▶ _Objetivo_:
Vuelve a escribir todas las filas de abajo, sin cambiar ni omitir nada.

### Material proporcionado

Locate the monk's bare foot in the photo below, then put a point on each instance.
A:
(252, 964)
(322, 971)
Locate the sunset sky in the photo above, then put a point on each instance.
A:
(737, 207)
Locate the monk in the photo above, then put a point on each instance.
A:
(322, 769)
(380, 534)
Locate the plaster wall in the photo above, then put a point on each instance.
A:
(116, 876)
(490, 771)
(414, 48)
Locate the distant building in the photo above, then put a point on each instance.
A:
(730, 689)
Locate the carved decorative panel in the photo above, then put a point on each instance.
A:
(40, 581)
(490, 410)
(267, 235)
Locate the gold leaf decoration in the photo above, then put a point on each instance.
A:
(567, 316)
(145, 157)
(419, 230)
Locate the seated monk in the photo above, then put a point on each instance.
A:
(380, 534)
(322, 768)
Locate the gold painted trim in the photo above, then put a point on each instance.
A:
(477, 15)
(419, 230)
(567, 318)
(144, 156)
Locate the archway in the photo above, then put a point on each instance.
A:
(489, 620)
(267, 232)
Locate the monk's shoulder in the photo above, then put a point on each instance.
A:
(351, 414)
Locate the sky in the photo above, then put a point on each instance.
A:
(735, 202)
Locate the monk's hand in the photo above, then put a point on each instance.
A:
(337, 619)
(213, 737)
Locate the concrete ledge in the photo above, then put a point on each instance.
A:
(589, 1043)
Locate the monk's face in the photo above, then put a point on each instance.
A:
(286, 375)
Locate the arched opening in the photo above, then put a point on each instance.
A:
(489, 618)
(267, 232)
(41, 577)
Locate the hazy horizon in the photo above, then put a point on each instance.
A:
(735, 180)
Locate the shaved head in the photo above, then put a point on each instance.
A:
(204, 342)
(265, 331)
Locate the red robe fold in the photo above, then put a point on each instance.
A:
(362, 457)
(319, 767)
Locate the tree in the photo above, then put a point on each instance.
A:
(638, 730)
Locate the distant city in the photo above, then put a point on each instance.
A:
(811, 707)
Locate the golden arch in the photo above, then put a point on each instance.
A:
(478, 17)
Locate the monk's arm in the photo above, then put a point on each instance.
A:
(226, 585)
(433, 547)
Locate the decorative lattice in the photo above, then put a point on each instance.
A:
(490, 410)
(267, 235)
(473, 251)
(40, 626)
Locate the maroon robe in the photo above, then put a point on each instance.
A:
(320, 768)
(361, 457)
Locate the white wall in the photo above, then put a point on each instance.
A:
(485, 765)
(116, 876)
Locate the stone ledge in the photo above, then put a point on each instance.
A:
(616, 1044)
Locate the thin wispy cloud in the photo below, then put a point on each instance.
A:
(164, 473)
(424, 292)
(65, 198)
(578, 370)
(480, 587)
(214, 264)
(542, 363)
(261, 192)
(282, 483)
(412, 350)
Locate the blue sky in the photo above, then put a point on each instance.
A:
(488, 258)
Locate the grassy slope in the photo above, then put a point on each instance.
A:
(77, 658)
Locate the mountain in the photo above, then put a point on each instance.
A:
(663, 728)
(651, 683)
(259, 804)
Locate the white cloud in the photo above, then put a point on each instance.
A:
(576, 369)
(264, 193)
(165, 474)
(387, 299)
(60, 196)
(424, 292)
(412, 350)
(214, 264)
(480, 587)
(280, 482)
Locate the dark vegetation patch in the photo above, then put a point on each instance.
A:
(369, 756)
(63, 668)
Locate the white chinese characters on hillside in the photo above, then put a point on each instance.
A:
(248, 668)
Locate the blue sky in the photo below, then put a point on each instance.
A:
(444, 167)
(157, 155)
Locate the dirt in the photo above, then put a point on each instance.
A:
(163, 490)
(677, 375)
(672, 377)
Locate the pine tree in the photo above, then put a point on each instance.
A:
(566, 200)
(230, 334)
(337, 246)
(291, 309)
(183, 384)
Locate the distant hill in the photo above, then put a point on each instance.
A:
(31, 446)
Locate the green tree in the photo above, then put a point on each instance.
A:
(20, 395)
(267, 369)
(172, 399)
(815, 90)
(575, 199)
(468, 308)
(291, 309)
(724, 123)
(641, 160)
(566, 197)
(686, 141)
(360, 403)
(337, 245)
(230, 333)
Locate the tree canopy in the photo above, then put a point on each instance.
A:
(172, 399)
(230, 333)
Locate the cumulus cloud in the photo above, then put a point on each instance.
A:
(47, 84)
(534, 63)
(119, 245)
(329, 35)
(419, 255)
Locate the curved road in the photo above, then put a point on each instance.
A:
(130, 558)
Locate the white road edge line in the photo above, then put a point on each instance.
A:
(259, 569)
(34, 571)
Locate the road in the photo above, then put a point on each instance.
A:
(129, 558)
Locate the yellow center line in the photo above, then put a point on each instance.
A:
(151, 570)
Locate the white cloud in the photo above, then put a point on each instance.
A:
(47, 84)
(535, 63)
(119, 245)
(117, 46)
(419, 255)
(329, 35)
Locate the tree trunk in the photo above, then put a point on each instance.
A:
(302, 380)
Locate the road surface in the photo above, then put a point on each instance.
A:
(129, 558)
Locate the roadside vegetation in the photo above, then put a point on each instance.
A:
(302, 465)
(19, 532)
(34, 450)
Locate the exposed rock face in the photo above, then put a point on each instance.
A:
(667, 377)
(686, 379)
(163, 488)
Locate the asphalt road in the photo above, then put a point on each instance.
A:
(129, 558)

######

▶ _Respuesta completa_:
Locate the monk's bare foot in the photo below, then put a point on each instance.
A:
(252, 964)
(322, 971)
Locate the sunset sky in the photo above, then put a point on each instance.
A:
(737, 207)
Locate the monk in the photo above, then put a point on each instance.
A:
(322, 769)
(380, 534)
Locate the plaster wall in the photo above, then put a point on each instance.
A:
(116, 876)
(490, 771)
(414, 48)
Locate the distant building in the photo above, then put a point on each instance.
A:
(730, 689)
Locate the carved decorative panel in the photo above, then put a point on each instance.
A:
(40, 581)
(490, 410)
(267, 235)
Locate the gold leaf decoration in the photo above, then put a point on each instance.
A:
(567, 316)
(145, 157)
(419, 230)
Locate the seated monk in the photo above, then put a point on each instance.
A:
(380, 534)
(322, 768)
Locate the gold painted trim in the photo above, then put a point on each instance.
A:
(477, 15)
(419, 230)
(567, 318)
(144, 156)
Locate the archway in the photo above, then put a point on each instance.
A:
(489, 620)
(267, 232)
Locate the monk's shoulder in the photo above, then put a point on each instance.
A:
(351, 414)
Locate the sky in the photo above, then put a point on each instance.
A:
(735, 202)
Locate the monk's hand in the photo above, then put a point on each instance.
A:
(337, 619)
(213, 737)
Locate the concrete ledge in the photo above, then put a point on each instance.
A:
(589, 1043)
Locate the monk's face in the photo above, then put a point on each instance.
A:
(286, 375)
Locate the arched opening in the photo above, then put a point on each instance.
A:
(489, 618)
(267, 232)
(41, 577)
Locate the hazy horizon in the photo above, then put a point on each instance.
A:
(735, 180)
Locate the shaved head in the photo above, then put a point on each instance.
A:
(204, 342)
(265, 331)
Locate the red robe fold in the photo above, then put a point on each instance.
A:
(362, 457)
(319, 767)
Locate the tree in the photo above, then put a point on each instance.
A:
(638, 730)
Locate the distant city in the photo above, then put a point on each instance.
A:
(811, 707)
Locate the golden arch in the photo above, then put a point on each instance.
A:
(478, 17)
Locate the monk's arm in the photo above, then put a point on each instance.
A:
(226, 585)
(433, 547)
Locate the decorative lattice in the photo above, then put a point on each instance.
A:
(490, 410)
(267, 235)
(473, 251)
(40, 626)
Locate the maroon robe in the photo above, then put a point on each instance.
A:
(320, 768)
(361, 457)
Locate the white wall in the photo above, then put a point on each instance.
A:
(485, 765)
(116, 876)
Locate the stone ledge in the photo above, then put a point on each instance.
A:
(616, 1044)
Locate the thin wispy cloud in the photo below, then put a point on each instance.
A:
(164, 473)
(424, 292)
(65, 198)
(578, 370)
(480, 587)
(214, 264)
(542, 363)
(261, 192)
(282, 483)
(412, 350)
Locate the blue sky in the photo above, then put a point on each instance.
A:
(488, 258)
Locate the grassy slope in the photo above, then put a point on each instance.
A:
(77, 658)
Locate the mountain in the photo above, then put a point on each instance.
A:
(663, 728)
(651, 683)
(259, 804)
Locate the white cloud in the photo above, then put a point on each instance.
A:
(576, 369)
(264, 193)
(165, 474)
(387, 299)
(60, 196)
(424, 292)
(412, 350)
(214, 264)
(480, 587)
(280, 482)
Locate the dark vegetation patch in the photo above, then put a point on each instance.
A:
(369, 756)
(63, 668)
Locate the white chinese characters on hillside in the photo above, then put a point on each instance.
A:
(248, 668)
Locate the blue sky in the photo below, then put a point on each instance.
A:
(444, 167)
(157, 155)
Locate the dirt in the photo above, then put a point on each instance.
A:
(163, 490)
(677, 375)
(672, 377)
Locate the pine tree in the photo above, then put a point on each instance.
A:
(566, 200)
(230, 334)
(337, 246)
(291, 309)
(183, 384)
Locate the distant hill in the photo above, then put a point on each instance.
A:
(31, 446)
Locate the green tree in the photo above, then put a point on each instance.
A:
(20, 395)
(267, 369)
(172, 399)
(815, 90)
(575, 199)
(468, 308)
(291, 309)
(724, 123)
(641, 160)
(566, 197)
(686, 141)
(360, 403)
(337, 245)
(230, 333)
Locate the tree canopy in the photo above, then put a point on each instance.
A:
(172, 399)
(230, 333)
Locate the cumulus cloud in the photo above, then put a point on each instance.
A:
(47, 84)
(534, 63)
(119, 245)
(329, 35)
(419, 255)
Locate the curved road in the photo above, then put a point on each instance.
A:
(130, 558)
Locate the white road edge line in the photo above, then put a point on each instance.
A:
(259, 569)
(34, 571)
Locate the road in the photo above, then put a point on each instance.
A:
(129, 558)
Locate the yellow center line in the photo above, then put a point on each instance.
A:
(151, 570)
Locate the white cloud in the photo above, then put a point on each instance.
A:
(47, 84)
(535, 63)
(119, 245)
(117, 46)
(419, 255)
(329, 35)
Locate the tree trunk in the photo above, then put a point on each instance.
A:
(302, 380)
Locate the road surface in the photo above, then put a point on each instance.
A:
(129, 558)
Locate the roadside vegetation in the photo above, then put a point on each instance.
A:
(302, 465)
(19, 532)
(34, 450)
Locate the exposed rock face in the photo above, then put a point on each instance.
A:
(667, 377)
(686, 379)
(163, 488)
Locate the asphalt road in the photo above, then put a point on each instance.
A:
(129, 558)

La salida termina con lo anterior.